======== AVAILABLE DATA
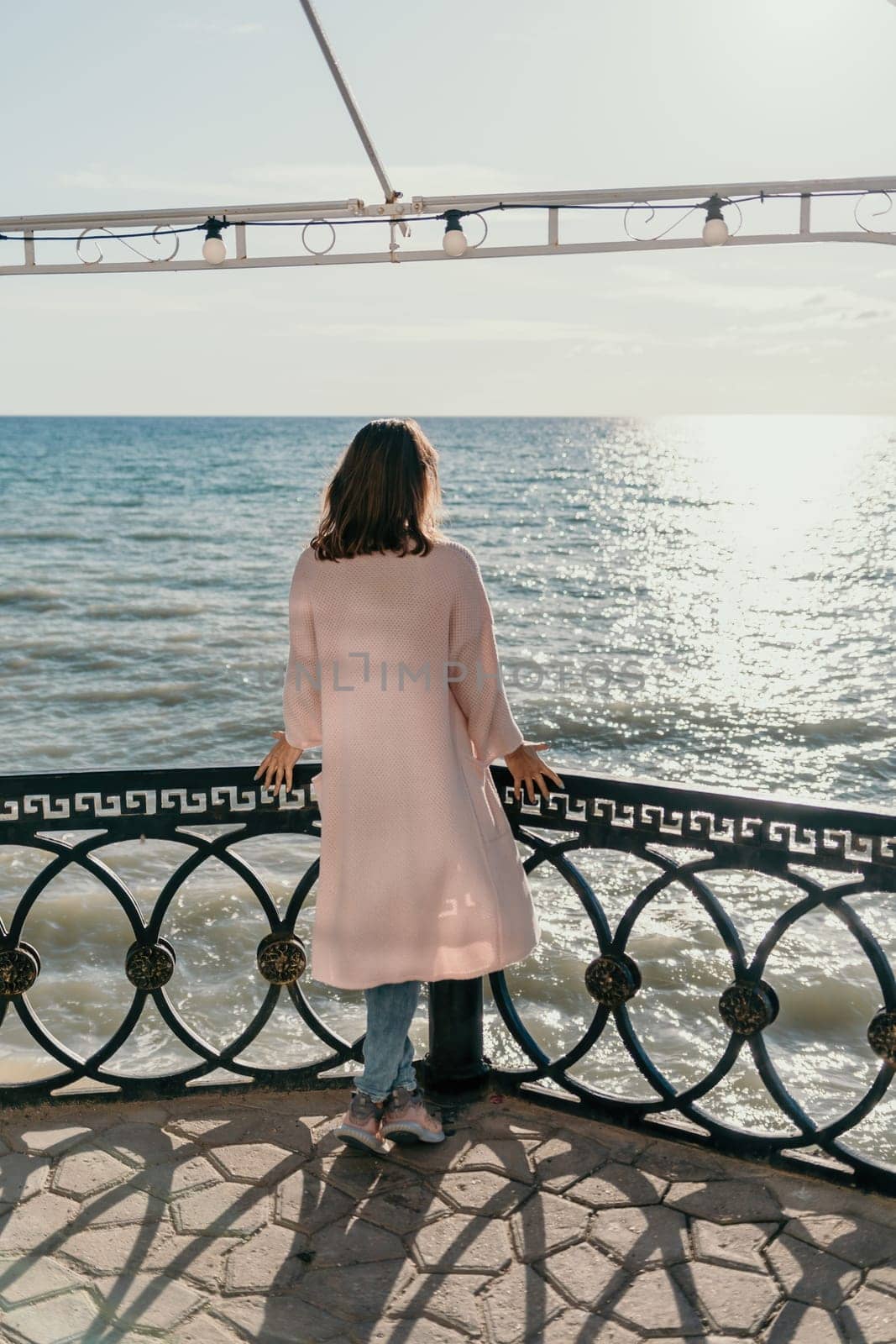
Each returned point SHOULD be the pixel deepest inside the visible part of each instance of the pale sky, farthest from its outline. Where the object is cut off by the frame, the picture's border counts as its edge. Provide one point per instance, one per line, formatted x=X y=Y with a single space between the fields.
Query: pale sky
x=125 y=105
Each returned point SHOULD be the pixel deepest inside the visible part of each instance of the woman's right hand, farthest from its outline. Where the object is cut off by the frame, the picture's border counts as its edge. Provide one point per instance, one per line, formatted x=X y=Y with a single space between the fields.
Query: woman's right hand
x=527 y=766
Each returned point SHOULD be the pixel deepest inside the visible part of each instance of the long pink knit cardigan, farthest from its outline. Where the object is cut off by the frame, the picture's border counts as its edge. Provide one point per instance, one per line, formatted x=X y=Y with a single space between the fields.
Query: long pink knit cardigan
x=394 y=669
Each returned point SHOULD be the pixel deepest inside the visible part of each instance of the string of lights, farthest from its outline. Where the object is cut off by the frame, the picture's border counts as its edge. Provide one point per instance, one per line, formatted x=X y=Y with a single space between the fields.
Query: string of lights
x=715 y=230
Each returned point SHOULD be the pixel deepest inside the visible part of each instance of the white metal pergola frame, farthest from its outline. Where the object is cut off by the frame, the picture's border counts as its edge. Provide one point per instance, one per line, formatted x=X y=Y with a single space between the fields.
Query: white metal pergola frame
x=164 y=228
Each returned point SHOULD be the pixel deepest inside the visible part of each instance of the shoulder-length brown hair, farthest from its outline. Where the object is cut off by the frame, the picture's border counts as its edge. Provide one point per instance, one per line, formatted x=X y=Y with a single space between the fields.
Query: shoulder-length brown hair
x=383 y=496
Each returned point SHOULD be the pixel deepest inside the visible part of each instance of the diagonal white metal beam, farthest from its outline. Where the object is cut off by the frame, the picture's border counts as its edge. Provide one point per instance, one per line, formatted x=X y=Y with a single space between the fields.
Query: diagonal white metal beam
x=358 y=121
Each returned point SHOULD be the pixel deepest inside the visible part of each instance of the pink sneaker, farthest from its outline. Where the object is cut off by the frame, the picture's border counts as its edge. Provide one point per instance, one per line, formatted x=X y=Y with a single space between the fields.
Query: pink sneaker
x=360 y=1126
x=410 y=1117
================
### EXERCISE GOAL
None of the pictures should be copied, but every record above must be returned exactly.

### WRITTEN RESPONSE
Each returned point SHOULD be the pixel deepest inside the visible part of each instance of the pale sky, farthest from its outline. Where the object is cut off by the frame, the picture's border counts as its edge. Provide one point per instance, one per line, formatted x=X y=Y with a single space between the fields.
Query: pale sky
x=125 y=105
Each returned point SHOULD be the pixel deepest inside the visible part of each instance of the woman's right hand, farthest from its outline. Where the object is cut off by the frame, the picture's border counts as its edge. Provide one point per instance, one per line, formatted x=X y=Y with a single space between the fields.
Query: woman's right hand
x=527 y=766
Each returned point SHOULD be the pixel deepest inside the visible part of each instance of the long pink knit cardigan, farthest from its outline. Where the object is cut off by the frame, the picture's border counts as its edge. Provide one point per instance, one per line, formatted x=X y=Y with a single space between the fields.
Query: long pink knit cardigan
x=394 y=669
Each returned point SHOULD be the pixel deepest inside the visible part of each instance of the string of lights, farthest from its outline. Where the object is cut off by the frame, the picture's border counts as its edge. Provide one point per instance, one per line, formatted x=X y=Y with a single space between the fields.
Query: string of lights
x=715 y=230
Each returned point SHOULD be the pixel deepest inside the visible part of each instance of the white metal pergola frame, farthest from its outline. Where the object is cut off by the frame, the picture's border counts as its edge. Provide one point per instance, one per line, formatted x=X y=Y with a single space between the fields.
Query: white metal pergola frame
x=164 y=228
Each returned point SHOULD be the pixel deepest inside the visible part of each instance of the shoulder-length brown hair, farthest from its outline. Where the object is cut off by the frame, the picture's border counts as its edge. Provide one point per instance, one per line, formatted x=X y=Y with a single space between the fields.
Query: shoulder-length brown hair
x=383 y=496
Each returned point SHOULD be the pixel deepest inside the visible part of each instance of the diagonal white metal beam, farthest from its outline. Where the object is cut off by the frame, the picture's border counts as its edge. Provide one point per instance, one per line, formatted x=X y=Y with a single space between the fields.
Query: diagonal white metal beam
x=358 y=121
Each returned point SHOULD be the pixel deepest inside the visible part of each instance of the pink sneaker, farthest from its outline. Where the object is cut off by the frame, the picture's border counts as its edge. Provide one point per instance, one per line, formatted x=X y=Y with a single space between the fields.
Query: pink sneaker
x=360 y=1126
x=410 y=1117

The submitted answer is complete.